■ Exercise task ■
Update the data below by changing each "river water" to "stream water" and keeping everything else the same. Leave the pictures out of your answer.

··· Record extracts

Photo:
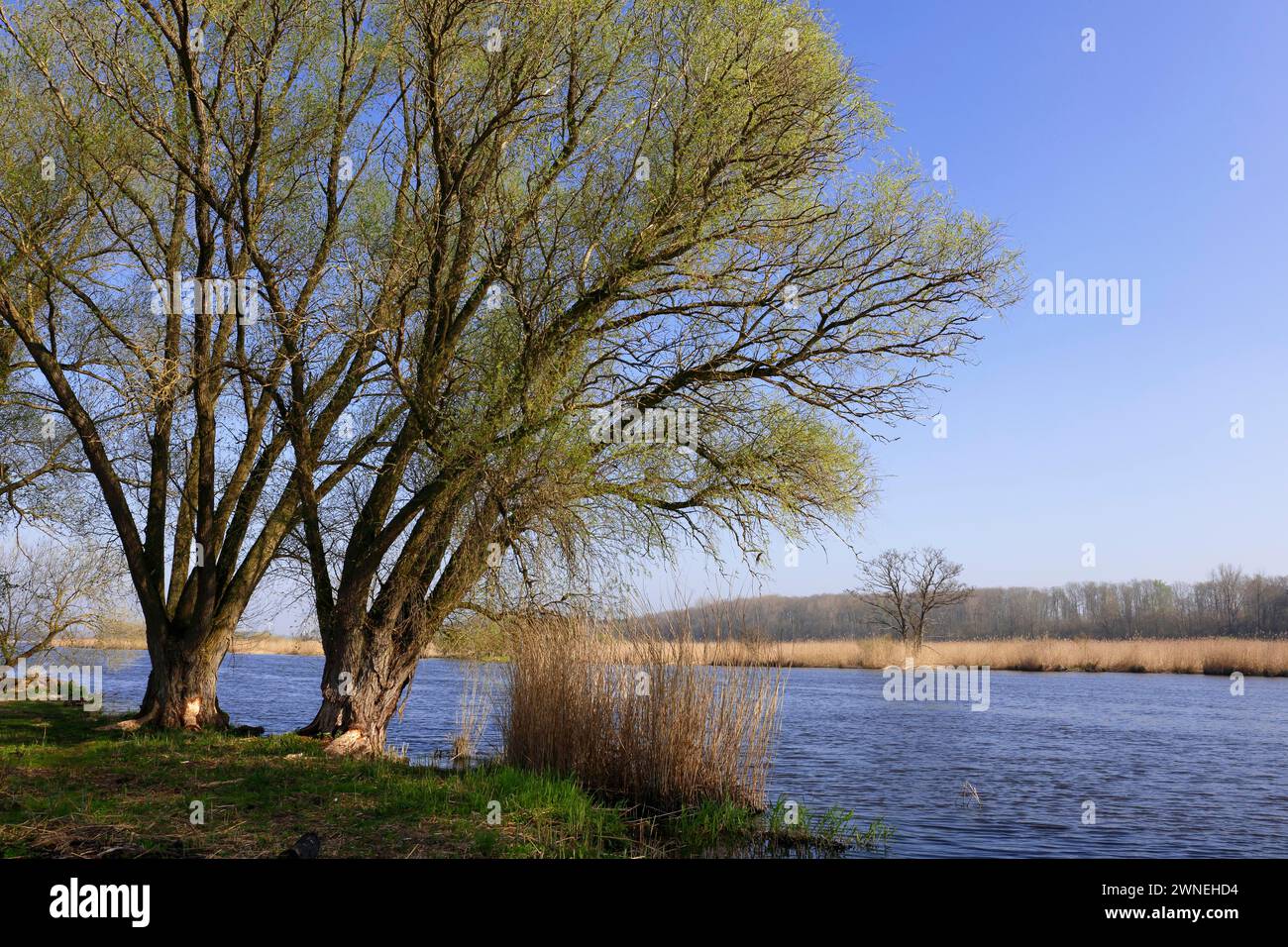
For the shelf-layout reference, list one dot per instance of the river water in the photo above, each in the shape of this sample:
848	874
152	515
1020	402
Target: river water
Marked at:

······

■ Answer in full ■
Photo:
For the shelf-layout reference, list one dot per instance of the stream water in the photo above, each in the shape of this sample:
848	874
152	515
1020	402
Target: stream water
Marked at:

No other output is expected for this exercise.